■ Consigne a: Recopiez le passage de l'extrait sur la prescription allant de « 8. En l'état » jusqu'à « donc pas fondé. » inclus, en substituant « potassium » à « phosphate ».

■ Extrait du texte:
▼

8. En l'état de ces constatations et appréciations, dont il résulte que la société Doux, qui ne pouvait connaître l'existence d'une entente anticoncurrentielle secrète portant notamment sur les prix du phosphate entre son fournisseur et ses concurrents avant que la Commission européenne ait circonscrit l'étendue des pratiques, déterminé leurs auteurs, qualifié les comportements comme étant anticoncurrentiels et ait sanctionné ceux-ci, avait rapporté la preuve qu'elle n'avait pas pu avoir connaissance de son dommage avant la date de cette décision, soit le 20 juillet 2010, la cour d'appel qui, répondant aux arguments développés par les sociétés Timab et CFPR, les a rejetés sans inverser la charge de la preuve, a pu retenir que la décision du 20 juillet 2010 constituait le point de départ de la prescription.

9. Le moyen n'est donc pas fondé.

▲

■ Enregistrements affichés:

▼

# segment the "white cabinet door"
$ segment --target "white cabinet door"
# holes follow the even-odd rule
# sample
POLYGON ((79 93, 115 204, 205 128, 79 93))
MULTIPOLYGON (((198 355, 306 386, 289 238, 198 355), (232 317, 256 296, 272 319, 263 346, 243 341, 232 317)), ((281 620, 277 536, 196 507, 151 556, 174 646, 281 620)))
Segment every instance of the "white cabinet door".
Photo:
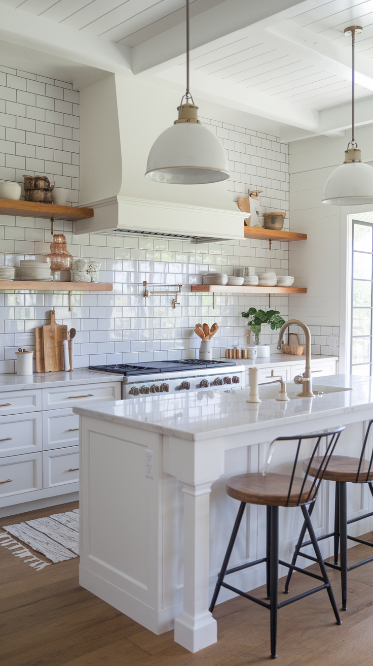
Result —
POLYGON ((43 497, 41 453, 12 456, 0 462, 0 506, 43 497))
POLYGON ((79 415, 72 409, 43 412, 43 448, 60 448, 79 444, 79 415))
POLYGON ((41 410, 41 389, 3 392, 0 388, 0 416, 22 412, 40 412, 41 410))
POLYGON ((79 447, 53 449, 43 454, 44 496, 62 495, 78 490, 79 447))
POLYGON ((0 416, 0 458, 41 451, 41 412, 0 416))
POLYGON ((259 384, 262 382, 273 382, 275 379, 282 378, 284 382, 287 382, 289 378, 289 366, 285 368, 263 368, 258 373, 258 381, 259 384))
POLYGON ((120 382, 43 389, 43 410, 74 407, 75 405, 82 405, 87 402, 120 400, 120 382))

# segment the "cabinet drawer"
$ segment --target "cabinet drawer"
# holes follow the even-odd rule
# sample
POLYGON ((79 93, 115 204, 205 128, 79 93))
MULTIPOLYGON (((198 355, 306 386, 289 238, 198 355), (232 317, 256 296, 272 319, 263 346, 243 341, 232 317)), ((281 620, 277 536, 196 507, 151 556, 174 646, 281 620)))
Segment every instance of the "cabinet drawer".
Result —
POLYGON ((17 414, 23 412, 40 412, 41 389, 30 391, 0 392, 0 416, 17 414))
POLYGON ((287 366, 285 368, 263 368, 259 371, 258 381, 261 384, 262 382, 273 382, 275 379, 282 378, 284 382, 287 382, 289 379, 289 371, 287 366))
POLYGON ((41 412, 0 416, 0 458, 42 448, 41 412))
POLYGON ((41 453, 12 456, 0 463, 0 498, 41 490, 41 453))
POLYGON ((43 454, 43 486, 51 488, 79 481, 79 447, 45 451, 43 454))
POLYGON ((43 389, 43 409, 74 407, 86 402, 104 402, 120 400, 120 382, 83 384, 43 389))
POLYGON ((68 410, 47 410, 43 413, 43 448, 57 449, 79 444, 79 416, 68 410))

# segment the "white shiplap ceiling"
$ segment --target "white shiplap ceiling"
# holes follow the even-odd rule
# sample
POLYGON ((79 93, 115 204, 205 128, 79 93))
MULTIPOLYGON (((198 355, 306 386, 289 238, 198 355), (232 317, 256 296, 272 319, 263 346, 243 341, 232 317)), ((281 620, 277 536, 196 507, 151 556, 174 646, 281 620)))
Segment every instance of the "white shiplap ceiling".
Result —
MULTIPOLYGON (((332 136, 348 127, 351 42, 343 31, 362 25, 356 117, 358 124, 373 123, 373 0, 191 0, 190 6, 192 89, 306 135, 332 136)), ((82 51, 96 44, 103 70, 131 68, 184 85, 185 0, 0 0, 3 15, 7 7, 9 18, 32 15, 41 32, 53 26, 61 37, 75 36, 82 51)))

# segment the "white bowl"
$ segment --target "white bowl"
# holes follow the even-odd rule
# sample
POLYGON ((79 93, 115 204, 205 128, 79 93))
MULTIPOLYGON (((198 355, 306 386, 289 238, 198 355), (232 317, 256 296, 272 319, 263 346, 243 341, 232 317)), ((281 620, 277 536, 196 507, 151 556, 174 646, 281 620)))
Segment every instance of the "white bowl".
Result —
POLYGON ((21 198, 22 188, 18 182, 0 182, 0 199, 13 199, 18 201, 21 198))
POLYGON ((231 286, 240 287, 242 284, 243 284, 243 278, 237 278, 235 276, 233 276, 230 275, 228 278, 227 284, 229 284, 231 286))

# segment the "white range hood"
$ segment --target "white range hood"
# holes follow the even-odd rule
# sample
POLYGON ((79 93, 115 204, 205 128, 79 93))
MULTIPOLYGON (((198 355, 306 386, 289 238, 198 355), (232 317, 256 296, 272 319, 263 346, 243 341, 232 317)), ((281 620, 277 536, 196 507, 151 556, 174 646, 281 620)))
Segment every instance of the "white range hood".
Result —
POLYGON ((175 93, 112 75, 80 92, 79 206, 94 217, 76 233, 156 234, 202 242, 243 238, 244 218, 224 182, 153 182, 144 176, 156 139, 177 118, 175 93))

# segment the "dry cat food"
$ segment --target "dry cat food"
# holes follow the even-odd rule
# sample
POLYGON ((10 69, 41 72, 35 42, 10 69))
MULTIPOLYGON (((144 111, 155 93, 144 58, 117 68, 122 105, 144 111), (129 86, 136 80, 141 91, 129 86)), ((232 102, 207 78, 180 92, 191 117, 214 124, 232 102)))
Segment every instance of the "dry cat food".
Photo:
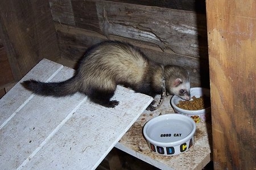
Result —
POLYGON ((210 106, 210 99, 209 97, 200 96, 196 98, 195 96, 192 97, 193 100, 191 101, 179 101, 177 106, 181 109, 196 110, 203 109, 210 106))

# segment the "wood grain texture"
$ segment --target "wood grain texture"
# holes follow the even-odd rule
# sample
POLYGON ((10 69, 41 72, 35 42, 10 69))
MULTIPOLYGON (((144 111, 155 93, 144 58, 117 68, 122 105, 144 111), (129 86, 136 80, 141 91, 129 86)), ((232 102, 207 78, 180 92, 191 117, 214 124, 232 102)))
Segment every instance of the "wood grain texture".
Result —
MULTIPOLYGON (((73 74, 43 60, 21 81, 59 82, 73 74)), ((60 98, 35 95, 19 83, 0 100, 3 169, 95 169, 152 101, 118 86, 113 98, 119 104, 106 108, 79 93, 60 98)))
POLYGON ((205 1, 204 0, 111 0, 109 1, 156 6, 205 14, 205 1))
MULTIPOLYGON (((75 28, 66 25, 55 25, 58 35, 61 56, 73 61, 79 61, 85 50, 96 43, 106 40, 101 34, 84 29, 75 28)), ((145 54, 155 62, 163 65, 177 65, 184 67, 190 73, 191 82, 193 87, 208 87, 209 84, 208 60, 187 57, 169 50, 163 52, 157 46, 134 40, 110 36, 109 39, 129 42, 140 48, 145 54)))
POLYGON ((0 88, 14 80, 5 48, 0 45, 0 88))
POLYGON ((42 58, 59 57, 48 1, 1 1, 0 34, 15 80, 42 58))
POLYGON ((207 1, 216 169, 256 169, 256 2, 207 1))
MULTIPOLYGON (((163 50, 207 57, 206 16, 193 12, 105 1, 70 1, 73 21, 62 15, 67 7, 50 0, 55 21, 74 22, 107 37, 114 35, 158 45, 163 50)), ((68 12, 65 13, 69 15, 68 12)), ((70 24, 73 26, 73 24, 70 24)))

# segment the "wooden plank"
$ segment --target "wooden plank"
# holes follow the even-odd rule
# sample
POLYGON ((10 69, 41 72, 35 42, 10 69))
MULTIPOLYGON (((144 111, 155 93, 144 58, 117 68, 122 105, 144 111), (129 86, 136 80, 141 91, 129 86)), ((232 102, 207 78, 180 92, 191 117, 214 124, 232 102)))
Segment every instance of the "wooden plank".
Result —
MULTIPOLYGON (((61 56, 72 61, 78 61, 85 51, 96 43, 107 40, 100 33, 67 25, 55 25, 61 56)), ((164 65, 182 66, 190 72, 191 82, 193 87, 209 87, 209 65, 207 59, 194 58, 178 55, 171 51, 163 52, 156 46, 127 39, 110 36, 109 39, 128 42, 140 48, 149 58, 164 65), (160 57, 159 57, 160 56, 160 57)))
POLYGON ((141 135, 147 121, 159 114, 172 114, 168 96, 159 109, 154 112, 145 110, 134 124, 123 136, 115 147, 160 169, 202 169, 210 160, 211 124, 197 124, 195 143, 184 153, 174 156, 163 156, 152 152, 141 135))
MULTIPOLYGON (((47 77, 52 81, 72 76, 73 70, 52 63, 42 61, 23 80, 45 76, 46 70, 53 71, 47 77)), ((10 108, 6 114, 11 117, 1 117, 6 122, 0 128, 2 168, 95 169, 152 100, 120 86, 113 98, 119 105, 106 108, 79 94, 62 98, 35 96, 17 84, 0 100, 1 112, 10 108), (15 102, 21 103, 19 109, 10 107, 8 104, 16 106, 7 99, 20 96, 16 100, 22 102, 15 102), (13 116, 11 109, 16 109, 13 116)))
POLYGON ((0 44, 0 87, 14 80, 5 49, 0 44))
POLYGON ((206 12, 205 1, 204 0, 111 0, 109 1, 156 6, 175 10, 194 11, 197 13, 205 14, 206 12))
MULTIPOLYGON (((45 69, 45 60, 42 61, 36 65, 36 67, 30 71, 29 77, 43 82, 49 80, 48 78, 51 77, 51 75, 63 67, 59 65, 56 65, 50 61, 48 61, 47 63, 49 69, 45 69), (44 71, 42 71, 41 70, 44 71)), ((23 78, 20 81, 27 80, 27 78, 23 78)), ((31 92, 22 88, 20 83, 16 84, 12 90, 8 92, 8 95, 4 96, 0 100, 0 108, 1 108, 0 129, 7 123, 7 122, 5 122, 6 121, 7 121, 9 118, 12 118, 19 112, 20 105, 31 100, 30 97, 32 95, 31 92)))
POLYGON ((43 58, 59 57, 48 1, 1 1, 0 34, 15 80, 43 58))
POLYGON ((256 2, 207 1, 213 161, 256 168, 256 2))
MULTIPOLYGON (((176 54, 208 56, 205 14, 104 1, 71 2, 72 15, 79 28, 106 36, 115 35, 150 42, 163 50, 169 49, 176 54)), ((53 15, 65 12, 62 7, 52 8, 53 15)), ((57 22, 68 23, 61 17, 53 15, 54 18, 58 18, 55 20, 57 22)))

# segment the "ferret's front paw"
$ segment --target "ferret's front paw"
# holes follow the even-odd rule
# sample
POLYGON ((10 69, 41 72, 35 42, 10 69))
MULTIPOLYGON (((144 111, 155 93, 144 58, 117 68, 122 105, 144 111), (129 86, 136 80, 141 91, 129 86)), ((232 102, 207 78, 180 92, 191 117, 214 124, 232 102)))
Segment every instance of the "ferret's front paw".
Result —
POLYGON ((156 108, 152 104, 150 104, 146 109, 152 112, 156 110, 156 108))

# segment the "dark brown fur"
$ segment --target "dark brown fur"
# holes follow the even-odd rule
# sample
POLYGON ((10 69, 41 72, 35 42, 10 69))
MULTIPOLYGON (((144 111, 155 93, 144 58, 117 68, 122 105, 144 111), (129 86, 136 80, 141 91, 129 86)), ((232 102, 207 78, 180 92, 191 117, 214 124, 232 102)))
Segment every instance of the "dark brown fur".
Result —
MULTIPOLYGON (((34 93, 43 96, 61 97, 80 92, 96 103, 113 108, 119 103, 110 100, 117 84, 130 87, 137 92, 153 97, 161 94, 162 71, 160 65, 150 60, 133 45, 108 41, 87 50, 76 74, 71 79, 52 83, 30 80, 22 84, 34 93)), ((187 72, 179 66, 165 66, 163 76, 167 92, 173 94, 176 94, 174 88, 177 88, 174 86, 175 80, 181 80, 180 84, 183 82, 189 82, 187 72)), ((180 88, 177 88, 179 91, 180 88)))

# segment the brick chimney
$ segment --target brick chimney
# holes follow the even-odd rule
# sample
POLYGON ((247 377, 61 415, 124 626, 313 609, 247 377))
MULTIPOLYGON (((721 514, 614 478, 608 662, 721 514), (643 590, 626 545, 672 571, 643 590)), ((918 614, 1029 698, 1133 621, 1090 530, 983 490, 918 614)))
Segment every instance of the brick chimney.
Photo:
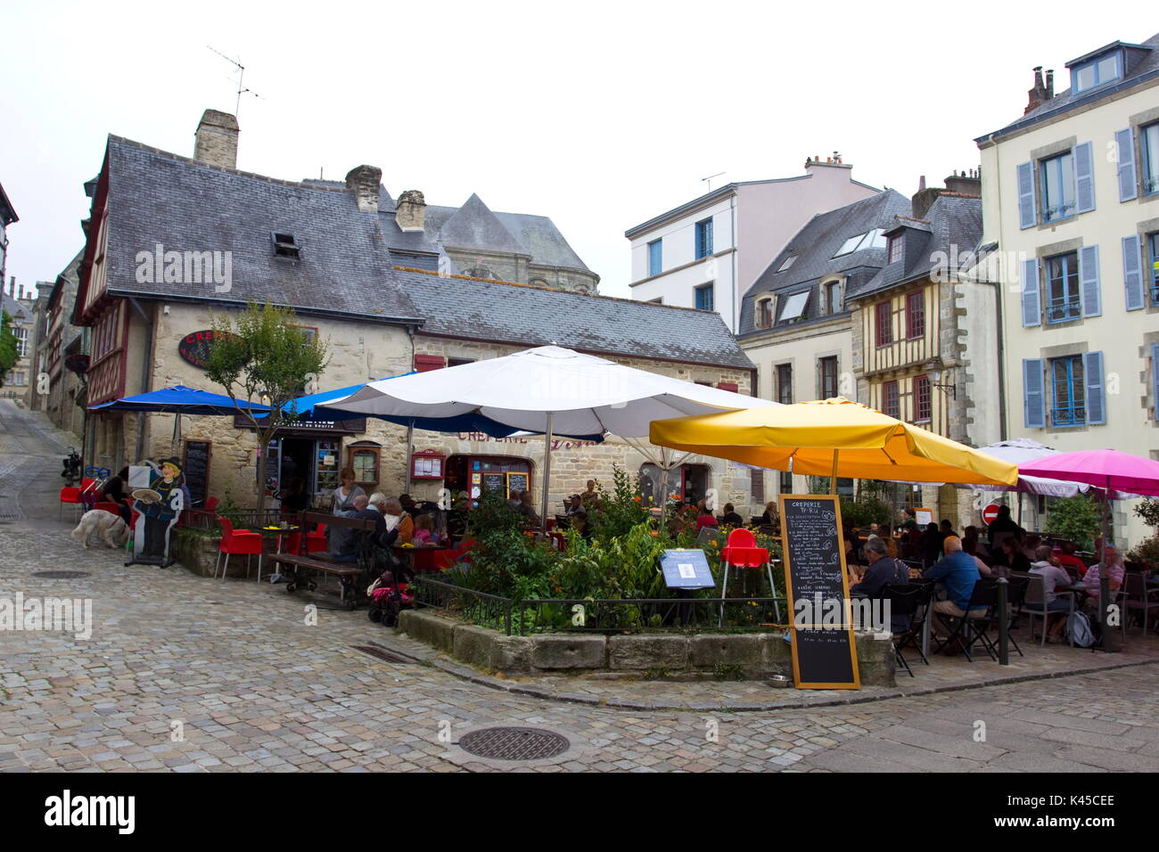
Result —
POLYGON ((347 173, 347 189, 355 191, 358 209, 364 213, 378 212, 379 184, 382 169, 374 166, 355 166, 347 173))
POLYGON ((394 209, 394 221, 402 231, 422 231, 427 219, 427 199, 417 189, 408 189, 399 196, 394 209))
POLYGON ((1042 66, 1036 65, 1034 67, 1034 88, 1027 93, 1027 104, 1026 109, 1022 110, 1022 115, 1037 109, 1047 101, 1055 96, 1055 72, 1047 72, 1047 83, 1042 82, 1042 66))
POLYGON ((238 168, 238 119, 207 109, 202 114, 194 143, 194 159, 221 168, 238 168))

▲

■ Consigne b: Rassemblez toutes les lignes des enregistrements qui contiennent la chaîne « food ».

■ Bonne réponse a:
8. En l'état de ces constatations et appréciations, dont il résulte que la société Doux, qui ne pouvait connaître l'existence d'une entente anticoncurrentielle secrète portant notamment sur les prix du potassium entre son fournisseur et ses concurrents avant que la Commission européenne ait circonscrit l'étendue des pratiques, déterminé leurs auteurs, qualifié les comportements comme étant anticoncurrentiels et ait sanctionné ceux-ci, avait rapporté la preuve qu'elle n'avait pas pu avoir connaissance de son dommage avant la date de cette décision, soit le 20 juillet 2010, la cour d'appel qui, répondant aux arguments développés par les sociétés Timab et CFPR, les a rejetés sans inverser la charge de la preuve, a pu retenir que la décision du 20 juillet 2010 constituait le point de départ de la prescription.

9. Le moyen n'est donc pas fondé.

■ Bonne réponse b:
# segment the "dry cat food"
$ segment --target "dry cat food"
Segment every instance of the "dry cat food".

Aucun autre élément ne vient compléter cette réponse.